ASSIGNMENT:
From the listing below, return every line with the string "goal" in it.

INFORMATION GIVEN:
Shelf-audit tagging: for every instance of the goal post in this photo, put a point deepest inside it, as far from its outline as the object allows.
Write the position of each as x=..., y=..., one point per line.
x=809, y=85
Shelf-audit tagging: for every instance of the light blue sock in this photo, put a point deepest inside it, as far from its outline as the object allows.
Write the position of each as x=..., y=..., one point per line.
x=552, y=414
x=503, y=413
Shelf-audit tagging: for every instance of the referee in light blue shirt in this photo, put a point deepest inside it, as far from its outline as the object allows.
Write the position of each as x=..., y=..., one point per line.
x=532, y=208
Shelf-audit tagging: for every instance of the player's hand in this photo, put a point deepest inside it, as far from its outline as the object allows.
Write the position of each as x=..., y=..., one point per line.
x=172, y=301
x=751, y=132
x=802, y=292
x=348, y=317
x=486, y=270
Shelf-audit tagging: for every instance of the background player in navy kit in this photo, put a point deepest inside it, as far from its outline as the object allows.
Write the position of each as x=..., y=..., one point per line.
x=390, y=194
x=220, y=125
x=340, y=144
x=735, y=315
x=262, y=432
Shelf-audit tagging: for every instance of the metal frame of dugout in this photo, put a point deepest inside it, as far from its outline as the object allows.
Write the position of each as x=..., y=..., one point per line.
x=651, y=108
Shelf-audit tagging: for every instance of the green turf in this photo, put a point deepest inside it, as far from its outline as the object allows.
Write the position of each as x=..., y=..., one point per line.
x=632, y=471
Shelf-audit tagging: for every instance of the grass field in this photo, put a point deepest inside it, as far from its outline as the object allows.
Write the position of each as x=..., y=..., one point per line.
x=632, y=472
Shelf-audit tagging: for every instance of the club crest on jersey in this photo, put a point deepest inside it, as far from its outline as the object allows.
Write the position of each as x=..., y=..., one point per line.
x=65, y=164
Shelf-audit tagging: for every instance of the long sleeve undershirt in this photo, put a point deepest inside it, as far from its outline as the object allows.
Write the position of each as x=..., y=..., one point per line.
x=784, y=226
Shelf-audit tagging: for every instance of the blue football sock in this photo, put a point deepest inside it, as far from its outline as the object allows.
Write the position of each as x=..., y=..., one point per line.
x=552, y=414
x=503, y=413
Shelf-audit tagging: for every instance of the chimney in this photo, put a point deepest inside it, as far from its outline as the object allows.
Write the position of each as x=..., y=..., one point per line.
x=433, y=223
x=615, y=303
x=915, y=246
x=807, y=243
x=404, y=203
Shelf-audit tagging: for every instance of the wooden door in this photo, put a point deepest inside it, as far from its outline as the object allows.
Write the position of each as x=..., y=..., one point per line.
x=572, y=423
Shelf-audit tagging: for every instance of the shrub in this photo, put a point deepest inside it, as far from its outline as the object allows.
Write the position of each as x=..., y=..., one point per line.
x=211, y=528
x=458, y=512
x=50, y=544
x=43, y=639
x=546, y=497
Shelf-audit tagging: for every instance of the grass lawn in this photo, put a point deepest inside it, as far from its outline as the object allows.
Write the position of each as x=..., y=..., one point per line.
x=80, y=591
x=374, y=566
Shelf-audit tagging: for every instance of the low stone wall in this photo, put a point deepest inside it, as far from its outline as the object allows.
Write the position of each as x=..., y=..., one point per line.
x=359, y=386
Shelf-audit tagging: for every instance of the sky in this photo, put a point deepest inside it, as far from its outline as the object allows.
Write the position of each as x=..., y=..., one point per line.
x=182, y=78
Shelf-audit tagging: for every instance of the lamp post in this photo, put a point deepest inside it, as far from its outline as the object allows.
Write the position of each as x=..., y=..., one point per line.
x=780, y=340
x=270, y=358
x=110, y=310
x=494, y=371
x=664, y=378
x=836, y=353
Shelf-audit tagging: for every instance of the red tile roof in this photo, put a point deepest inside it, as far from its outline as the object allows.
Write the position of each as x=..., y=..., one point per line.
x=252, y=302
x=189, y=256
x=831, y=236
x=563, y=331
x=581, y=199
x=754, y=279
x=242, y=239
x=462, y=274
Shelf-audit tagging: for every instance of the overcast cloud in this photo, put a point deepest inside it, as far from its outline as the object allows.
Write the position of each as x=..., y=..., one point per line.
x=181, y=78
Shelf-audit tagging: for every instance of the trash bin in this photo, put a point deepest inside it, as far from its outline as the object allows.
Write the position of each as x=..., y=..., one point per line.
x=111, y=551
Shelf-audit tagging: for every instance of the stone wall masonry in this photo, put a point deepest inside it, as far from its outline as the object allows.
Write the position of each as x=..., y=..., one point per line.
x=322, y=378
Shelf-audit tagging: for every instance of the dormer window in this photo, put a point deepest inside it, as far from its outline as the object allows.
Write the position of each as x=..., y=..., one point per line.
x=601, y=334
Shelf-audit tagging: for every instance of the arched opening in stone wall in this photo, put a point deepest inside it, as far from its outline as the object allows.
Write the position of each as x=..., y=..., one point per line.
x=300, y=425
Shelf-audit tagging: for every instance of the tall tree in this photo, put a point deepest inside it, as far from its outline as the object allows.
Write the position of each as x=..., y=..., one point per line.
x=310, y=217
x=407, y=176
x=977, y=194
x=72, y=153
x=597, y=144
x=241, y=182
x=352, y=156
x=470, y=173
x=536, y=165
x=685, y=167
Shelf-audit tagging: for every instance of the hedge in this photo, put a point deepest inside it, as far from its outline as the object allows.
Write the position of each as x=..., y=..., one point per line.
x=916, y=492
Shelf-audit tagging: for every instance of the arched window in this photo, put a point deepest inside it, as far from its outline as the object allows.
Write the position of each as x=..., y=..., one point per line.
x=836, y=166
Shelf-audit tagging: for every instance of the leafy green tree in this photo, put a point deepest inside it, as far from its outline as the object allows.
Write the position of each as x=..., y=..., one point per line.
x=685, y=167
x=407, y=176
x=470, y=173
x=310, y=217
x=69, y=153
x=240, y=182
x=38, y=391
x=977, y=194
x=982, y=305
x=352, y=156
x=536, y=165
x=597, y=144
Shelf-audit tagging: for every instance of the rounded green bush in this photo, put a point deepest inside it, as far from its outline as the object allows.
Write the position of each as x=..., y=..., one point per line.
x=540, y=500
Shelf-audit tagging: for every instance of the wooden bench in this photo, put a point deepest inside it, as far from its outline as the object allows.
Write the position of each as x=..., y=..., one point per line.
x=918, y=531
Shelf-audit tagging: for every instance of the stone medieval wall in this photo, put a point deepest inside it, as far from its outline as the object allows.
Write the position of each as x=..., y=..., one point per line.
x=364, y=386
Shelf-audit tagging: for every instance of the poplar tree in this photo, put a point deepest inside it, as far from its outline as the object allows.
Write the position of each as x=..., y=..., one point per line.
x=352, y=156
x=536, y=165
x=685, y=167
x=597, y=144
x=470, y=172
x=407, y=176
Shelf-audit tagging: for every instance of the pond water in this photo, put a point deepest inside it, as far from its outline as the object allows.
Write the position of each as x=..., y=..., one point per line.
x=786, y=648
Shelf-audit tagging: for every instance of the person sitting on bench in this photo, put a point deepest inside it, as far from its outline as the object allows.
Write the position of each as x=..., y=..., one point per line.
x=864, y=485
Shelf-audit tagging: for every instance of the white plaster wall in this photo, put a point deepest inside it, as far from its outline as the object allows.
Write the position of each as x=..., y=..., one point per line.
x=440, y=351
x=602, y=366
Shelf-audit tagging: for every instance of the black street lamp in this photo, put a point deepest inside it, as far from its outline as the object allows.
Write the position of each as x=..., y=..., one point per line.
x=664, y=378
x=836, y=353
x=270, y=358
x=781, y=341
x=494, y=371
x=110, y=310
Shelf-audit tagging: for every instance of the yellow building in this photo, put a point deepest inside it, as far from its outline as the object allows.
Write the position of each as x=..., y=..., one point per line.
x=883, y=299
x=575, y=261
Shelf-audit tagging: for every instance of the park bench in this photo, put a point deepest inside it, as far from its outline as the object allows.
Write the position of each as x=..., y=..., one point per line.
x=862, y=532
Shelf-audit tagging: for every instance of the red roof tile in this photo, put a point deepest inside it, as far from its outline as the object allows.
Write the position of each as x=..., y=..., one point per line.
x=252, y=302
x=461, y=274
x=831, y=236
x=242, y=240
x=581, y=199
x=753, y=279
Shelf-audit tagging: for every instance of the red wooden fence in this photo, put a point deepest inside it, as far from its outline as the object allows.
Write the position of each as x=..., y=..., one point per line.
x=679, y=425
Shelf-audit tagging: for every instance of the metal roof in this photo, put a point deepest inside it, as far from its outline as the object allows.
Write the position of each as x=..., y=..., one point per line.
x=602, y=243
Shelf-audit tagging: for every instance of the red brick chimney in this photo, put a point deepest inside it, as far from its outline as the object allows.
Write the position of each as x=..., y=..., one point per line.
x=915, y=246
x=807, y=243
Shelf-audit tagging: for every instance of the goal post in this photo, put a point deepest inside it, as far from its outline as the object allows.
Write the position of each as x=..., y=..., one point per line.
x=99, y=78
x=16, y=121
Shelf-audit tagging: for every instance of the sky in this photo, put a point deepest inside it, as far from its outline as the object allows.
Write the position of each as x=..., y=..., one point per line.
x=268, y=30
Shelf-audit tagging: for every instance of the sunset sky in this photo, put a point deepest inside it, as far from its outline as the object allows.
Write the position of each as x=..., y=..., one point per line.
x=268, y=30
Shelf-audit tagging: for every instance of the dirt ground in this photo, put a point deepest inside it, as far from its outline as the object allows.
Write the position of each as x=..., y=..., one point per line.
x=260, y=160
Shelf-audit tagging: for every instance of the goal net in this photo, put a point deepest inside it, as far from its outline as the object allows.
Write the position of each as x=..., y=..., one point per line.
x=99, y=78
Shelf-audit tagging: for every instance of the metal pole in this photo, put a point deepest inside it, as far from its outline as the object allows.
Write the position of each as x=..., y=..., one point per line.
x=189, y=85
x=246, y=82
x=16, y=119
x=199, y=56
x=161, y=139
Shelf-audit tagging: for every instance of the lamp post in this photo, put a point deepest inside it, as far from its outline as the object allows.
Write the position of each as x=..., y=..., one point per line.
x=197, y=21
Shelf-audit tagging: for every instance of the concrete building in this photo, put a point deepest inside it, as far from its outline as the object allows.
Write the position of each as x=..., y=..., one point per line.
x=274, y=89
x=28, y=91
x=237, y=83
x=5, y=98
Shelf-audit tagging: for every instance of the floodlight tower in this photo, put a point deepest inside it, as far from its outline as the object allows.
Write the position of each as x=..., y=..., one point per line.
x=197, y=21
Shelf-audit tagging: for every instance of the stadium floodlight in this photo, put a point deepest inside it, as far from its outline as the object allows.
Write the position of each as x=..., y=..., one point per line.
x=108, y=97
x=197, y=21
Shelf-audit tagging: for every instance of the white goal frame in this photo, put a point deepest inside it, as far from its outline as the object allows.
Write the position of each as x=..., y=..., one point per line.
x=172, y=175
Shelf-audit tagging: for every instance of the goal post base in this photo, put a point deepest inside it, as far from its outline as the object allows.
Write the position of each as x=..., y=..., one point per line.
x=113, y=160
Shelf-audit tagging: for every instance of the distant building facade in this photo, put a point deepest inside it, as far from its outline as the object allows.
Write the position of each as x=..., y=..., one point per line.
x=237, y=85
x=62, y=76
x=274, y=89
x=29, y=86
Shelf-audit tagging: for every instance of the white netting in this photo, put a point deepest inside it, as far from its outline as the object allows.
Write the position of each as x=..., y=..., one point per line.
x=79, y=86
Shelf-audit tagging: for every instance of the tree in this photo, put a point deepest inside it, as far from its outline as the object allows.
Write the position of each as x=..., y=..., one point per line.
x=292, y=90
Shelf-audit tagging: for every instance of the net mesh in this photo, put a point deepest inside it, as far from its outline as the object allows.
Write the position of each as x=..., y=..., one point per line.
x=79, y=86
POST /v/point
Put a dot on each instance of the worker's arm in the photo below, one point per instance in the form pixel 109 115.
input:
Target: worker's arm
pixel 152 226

TASK OUTPUT:
Shelf-audit tagging: for every instance of the goal post in this photo, put a point deepest inside it, as far from its outline as the object allows.
Shelf-audit tagging: for every instance of the goal post in this photo, put a point deepest inside it, as far from its outline as the object allows.
Shelf-audit tagging: for every instance of the goal net in this photo, put a point deepest inside it, as far from its outline as the object allows.
Shelf-audit tagging: for every instance of the white goal frame in this photo, put a point deepest inside it, as far from its outline as the object allows.
Shelf-audit tagging: for every instance of the goal post base in this photo, put a point deepest inside it, as far from its outline as the object allows.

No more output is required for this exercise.